-- SUPPLIED DATA start --

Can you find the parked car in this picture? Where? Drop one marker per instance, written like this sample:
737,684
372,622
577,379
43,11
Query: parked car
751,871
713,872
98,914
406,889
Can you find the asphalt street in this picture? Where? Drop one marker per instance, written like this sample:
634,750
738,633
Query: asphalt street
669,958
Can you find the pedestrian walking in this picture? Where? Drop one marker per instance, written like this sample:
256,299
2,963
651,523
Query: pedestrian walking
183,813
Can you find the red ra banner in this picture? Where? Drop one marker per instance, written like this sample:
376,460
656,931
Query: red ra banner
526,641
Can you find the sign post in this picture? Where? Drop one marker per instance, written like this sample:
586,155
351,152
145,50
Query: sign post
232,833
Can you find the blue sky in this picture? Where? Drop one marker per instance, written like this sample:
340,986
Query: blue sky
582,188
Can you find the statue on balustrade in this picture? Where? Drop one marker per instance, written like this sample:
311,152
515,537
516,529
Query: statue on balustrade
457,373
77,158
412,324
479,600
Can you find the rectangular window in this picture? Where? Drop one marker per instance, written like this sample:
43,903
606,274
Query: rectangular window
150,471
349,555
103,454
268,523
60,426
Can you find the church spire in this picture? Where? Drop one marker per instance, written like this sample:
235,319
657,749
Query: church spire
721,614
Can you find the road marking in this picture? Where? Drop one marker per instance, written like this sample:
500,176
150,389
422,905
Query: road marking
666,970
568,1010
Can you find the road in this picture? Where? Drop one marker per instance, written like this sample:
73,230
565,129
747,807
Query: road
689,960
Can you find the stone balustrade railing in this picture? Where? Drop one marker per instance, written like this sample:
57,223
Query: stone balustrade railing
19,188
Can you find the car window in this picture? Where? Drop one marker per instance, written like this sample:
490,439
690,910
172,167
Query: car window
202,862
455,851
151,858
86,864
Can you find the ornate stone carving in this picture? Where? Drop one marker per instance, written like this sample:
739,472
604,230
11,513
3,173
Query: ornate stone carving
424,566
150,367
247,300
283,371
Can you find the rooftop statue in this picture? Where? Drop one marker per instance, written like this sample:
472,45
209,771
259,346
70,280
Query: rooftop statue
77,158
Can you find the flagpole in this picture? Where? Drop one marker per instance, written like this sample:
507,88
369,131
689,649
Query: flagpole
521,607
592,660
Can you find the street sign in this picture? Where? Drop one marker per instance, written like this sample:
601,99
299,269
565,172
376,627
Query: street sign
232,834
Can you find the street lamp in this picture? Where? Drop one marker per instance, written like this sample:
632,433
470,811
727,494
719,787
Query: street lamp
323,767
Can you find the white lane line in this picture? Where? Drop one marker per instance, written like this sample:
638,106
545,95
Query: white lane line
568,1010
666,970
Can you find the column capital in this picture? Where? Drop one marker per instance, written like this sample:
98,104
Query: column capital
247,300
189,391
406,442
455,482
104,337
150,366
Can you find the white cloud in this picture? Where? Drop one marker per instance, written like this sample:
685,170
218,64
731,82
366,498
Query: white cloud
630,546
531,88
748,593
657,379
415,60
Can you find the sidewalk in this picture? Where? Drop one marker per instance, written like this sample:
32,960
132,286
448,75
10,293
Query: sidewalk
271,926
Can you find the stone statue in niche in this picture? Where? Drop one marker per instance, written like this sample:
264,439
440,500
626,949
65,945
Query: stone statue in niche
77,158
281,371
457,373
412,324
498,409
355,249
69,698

-- SUPPLIED DATA end --

● REQUIREMENTS
Reproduce the part of the listing that opens with the line containing "Can you find the white lane" and continues through the end of the listing. Include the request lines unchanged, and rescale every coordinate in the answers by 0.25, rounding each value to a whole number with halves rounded up.

● ANSWER TO THE EXERCISE
Can you find the white lane line in this picture? Where? Drop one marker per instance, written like this sample:
638,106
545,95
Query: white lane line
142,253
167,243
Can you find the column capital in this picture? Where? Drop one marker per instance, written like this sample:
98,104
Query: column capital
62,75
47,98
102,111
114,121
26,84
38,92
Can you find the white cloud in this picture? Where? Drop one marker per instance, written like this sample:
685,170
218,64
731,82
366,498
Query: white cloud
158,137
133,22
187,148
164,95
104,15
Can you find the sidewalk in this picture? Where? Drop one marker per instance, written like this sample:
32,960
132,286
448,75
10,293
Query: sidewalk
68,232
Can you find the stone statue in niche in this picture? Where? Drop one marker per instance, written like this sample:
264,439
440,500
626,949
65,945
Query: stone statue in niche
19,40
70,93
114,93
103,81
125,102
89,62
17,175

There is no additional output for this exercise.